What is needed: Work out how many lines in the following entries contain the string "tree", and write only that number.

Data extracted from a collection
Segment Open
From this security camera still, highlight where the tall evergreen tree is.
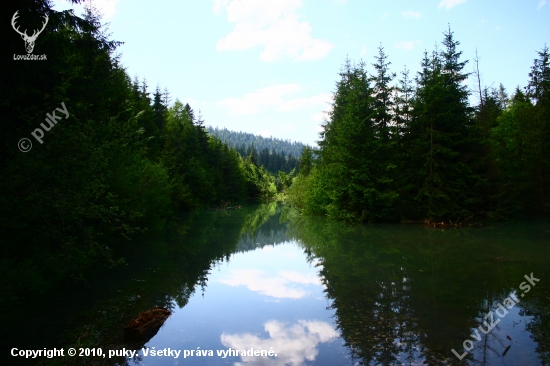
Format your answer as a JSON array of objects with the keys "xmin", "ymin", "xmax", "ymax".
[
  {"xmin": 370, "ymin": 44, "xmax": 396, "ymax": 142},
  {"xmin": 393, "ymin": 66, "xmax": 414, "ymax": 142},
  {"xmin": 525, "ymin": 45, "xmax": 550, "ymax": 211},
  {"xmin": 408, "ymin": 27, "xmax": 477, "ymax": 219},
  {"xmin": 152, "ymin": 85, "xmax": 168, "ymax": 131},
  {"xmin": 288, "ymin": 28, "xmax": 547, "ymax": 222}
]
Segment Closed
Segment Open
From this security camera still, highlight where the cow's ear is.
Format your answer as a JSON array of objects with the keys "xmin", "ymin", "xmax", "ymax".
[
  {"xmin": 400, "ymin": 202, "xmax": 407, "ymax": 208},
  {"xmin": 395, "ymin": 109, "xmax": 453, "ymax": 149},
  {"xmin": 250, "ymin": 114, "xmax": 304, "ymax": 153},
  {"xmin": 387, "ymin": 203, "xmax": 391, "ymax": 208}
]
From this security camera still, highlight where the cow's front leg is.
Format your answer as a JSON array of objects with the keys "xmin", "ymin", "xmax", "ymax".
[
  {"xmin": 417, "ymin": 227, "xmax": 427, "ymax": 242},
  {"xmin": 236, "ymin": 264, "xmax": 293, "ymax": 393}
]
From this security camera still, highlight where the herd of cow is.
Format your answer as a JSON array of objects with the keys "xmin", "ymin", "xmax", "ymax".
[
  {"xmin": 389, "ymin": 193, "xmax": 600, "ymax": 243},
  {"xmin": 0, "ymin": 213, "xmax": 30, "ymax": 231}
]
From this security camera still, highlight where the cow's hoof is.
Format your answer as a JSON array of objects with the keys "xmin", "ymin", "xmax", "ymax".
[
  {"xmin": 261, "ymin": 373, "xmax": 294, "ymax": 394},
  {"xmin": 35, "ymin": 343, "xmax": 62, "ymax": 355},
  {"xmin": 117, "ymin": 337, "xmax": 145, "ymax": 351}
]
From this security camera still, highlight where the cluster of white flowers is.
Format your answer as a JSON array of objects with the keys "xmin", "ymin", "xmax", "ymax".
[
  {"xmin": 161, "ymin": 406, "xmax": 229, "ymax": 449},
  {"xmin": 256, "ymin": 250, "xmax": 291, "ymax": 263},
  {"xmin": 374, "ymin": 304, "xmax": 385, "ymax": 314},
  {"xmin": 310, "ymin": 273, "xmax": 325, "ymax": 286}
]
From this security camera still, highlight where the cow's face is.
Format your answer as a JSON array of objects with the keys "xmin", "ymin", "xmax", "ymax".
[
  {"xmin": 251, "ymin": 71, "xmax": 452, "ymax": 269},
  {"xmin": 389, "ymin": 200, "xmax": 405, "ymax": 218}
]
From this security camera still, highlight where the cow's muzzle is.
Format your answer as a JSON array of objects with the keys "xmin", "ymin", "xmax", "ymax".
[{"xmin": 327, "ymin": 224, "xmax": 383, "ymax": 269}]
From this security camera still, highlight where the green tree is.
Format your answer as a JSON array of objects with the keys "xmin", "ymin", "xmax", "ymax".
Segment Closed
Output below: 2